** What is required **
Please make an exact transcription of all the data that follows.

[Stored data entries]
==========

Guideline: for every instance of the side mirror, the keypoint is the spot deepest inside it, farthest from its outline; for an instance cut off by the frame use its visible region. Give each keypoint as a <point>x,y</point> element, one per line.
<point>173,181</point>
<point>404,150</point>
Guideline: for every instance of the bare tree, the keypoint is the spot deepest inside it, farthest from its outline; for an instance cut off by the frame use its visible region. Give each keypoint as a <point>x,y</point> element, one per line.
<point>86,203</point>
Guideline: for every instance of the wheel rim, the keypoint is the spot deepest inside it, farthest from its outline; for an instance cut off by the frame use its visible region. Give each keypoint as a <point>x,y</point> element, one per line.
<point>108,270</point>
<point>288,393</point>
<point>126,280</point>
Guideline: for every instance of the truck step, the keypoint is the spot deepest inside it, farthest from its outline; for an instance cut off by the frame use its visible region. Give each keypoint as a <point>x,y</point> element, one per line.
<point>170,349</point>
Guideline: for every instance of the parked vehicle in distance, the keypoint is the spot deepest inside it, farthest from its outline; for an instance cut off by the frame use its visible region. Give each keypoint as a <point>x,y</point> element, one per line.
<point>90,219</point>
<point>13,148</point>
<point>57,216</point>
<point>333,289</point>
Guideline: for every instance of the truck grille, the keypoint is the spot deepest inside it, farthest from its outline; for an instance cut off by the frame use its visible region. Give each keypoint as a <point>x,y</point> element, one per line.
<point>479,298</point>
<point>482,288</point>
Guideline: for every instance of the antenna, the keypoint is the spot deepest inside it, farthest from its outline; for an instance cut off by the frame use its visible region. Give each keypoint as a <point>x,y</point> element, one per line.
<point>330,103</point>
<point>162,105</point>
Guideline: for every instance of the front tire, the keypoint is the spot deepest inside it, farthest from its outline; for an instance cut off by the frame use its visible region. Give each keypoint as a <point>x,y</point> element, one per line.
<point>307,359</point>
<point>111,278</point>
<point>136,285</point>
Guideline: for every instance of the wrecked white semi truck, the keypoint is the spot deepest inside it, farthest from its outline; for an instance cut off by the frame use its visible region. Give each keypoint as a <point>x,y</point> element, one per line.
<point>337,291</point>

==========

** Output for this task **
Guideline: for every instance of the side mirror, the keypoint is the spot deepest inside it, farthest from its outline; for an instance cut off by the frame use its visible region. Give each keypoint as a <point>x,y</point> element, one per line.
<point>173,181</point>
<point>404,150</point>
Guideline: for every instance of the bare tree, the keypoint is the spot deepest inside it, farthest from its outline; for an instance cut off by the frame use its visible region. Give each keypoint as a <point>x,y</point> element, one per line.
<point>86,203</point>
Guideline: for every instance of the wheel rim, the keypoint is the spot deepest inside it, farthest from its outline; for an instance cut off by the frame use its visible region. Give each keypoint as a <point>x,y</point> element, one per line.
<point>108,270</point>
<point>288,393</point>
<point>126,280</point>
Guideline: for every instance of the truck step, the keypoint is the spot deepest inside it, farthest from its outline; for an instance cut off by the frame use its visible region. Give each keypoint as a <point>x,y</point> element, one per line.
<point>170,349</point>
Guideline: for every instance of the parked vehicle in distance, the keypoint is the spot deepest inside it, farthest from its outline; for an instance cut off by the frame use its visible region. Give each keypoint as a <point>x,y</point> element, one per line.
<point>90,219</point>
<point>13,148</point>
<point>57,216</point>
<point>333,289</point>
Guideline: for every instance of the truck grille, the keypoint is the spot deepest inside it, farthest from its outline; for an instance cut off by the frame use its visible region. Give each keypoint as a <point>x,y</point> element, one per line.
<point>479,298</point>
<point>482,288</point>
Guideline: for every instance of the antenna, the keypoint is the spot deepest inside it, farthest from its outline; for an instance cut off by the frame use its visible region. Give each keypoint as a <point>x,y</point> element, one per line.
<point>330,103</point>
<point>162,105</point>
Guideline: for every instance of the front tire, the keypoint is the spot deepest inside it, farthest from its outline; for an instance cut off by the frame use its visible region. Give each keypoint as a <point>x,y</point> element, one per line.
<point>307,359</point>
<point>111,278</point>
<point>136,285</point>
Guideline: for every instance of the wrecked white semi truck, the keypoint is the spot deepest inside it, farthest from its outline; for an instance cut off by the frame use its visible region. Give each keypoint as a <point>x,y</point> element, one per line.
<point>337,291</point>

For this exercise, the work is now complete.